Location labeling records

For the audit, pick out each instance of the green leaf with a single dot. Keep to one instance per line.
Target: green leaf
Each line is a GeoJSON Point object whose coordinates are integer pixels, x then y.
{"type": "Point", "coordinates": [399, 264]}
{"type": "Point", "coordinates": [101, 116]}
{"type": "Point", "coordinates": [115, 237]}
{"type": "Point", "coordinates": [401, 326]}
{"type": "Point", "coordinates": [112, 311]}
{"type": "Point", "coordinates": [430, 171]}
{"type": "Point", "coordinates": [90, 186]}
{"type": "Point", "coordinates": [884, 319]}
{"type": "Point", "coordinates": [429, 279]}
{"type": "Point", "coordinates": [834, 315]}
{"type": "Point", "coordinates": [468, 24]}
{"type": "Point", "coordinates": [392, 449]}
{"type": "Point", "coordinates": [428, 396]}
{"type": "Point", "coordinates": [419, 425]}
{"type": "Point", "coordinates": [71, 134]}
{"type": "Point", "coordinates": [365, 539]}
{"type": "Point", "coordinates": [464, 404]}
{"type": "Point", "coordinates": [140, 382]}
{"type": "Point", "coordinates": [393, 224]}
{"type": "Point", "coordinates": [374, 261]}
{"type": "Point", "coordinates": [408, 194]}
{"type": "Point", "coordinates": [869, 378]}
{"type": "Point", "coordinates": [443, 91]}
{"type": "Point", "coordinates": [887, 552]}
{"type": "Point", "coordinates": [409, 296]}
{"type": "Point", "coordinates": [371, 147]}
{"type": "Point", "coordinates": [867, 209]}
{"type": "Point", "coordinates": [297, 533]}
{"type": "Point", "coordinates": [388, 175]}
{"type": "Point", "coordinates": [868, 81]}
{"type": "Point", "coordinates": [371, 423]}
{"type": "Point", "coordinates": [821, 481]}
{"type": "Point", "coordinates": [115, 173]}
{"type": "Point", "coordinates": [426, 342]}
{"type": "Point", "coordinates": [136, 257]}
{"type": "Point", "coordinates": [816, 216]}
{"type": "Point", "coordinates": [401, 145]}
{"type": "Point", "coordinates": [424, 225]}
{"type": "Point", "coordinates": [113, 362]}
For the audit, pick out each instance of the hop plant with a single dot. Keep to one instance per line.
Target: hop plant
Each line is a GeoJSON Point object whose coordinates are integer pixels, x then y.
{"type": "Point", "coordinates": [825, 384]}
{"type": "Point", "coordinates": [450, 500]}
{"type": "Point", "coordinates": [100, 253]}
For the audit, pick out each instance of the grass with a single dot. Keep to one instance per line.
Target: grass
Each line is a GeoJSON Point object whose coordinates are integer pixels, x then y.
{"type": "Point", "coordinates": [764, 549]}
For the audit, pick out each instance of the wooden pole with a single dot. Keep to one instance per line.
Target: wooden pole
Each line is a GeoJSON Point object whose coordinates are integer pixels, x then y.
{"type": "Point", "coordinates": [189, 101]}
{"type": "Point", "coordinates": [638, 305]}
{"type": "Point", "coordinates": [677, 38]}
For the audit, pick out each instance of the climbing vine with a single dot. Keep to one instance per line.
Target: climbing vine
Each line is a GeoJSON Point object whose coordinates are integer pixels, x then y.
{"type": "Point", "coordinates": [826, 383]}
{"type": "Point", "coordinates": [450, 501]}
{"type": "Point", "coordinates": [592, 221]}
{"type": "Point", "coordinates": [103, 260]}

GIVEN TASK »
Repeat every line of the location labeling records above word for word, keeping the original order.

RIGHT ANSWER »
For the audit, pick out each instance of the green leaf with a single dot. Keep to one instance per line.
Target: green leaf
Each line is a GeoJSON Point object whose coordinates are integer pixels, x then y.
{"type": "Point", "coordinates": [399, 264]}
{"type": "Point", "coordinates": [101, 116]}
{"type": "Point", "coordinates": [115, 237]}
{"type": "Point", "coordinates": [401, 326]}
{"type": "Point", "coordinates": [112, 311]}
{"type": "Point", "coordinates": [430, 171]}
{"type": "Point", "coordinates": [90, 186]}
{"type": "Point", "coordinates": [884, 319]}
{"type": "Point", "coordinates": [429, 279]}
{"type": "Point", "coordinates": [834, 315]}
{"type": "Point", "coordinates": [468, 24]}
{"type": "Point", "coordinates": [392, 449]}
{"type": "Point", "coordinates": [428, 396]}
{"type": "Point", "coordinates": [419, 425]}
{"type": "Point", "coordinates": [71, 134]}
{"type": "Point", "coordinates": [365, 539]}
{"type": "Point", "coordinates": [464, 404]}
{"type": "Point", "coordinates": [140, 382]}
{"type": "Point", "coordinates": [393, 224]}
{"type": "Point", "coordinates": [374, 261]}
{"type": "Point", "coordinates": [408, 194]}
{"type": "Point", "coordinates": [869, 378]}
{"type": "Point", "coordinates": [443, 91]}
{"type": "Point", "coordinates": [887, 552]}
{"type": "Point", "coordinates": [409, 296]}
{"type": "Point", "coordinates": [371, 147]}
{"type": "Point", "coordinates": [867, 209]}
{"type": "Point", "coordinates": [297, 533]}
{"type": "Point", "coordinates": [388, 175]}
{"type": "Point", "coordinates": [868, 81]}
{"type": "Point", "coordinates": [371, 423]}
{"type": "Point", "coordinates": [821, 481]}
{"type": "Point", "coordinates": [115, 173]}
{"type": "Point", "coordinates": [426, 342]}
{"type": "Point", "coordinates": [136, 257]}
{"type": "Point", "coordinates": [816, 216]}
{"type": "Point", "coordinates": [401, 145]}
{"type": "Point", "coordinates": [424, 225]}
{"type": "Point", "coordinates": [113, 362]}
For the audit, pick out each instance of the hop plant with a single dot. Keep to one instance per line.
Target: hop plant
Each line is a GeoJSON Point object whose coordinates are integer pixels, x then y.
{"type": "Point", "coordinates": [825, 384]}
{"type": "Point", "coordinates": [450, 500]}
{"type": "Point", "coordinates": [100, 253]}
For the audit, pick out each instance of the grass with a single dot. Keep to one instance per line.
Target: grass
Each line is a GeoJSON Point object whose coordinates are integer pixels, x then y.
{"type": "Point", "coordinates": [764, 549]}
For the audit, pick out each instance of the wooden pole with a single dot. Keep to one instance per line.
Target: wooden pole
Each line is a GeoJSON Point object whose coordinates are integer pixels, x then y.
{"type": "Point", "coordinates": [189, 101]}
{"type": "Point", "coordinates": [638, 305]}
{"type": "Point", "coordinates": [677, 38]}
For the audit, pick out each instance of the climbing vine with a single dot. Keep to one instance per line.
Target: climbing vine
Each line is a GeoJSON Point object whose coordinates are integer pixels, x then y.
{"type": "Point", "coordinates": [826, 383]}
{"type": "Point", "coordinates": [450, 501]}
{"type": "Point", "coordinates": [592, 221]}
{"type": "Point", "coordinates": [103, 260]}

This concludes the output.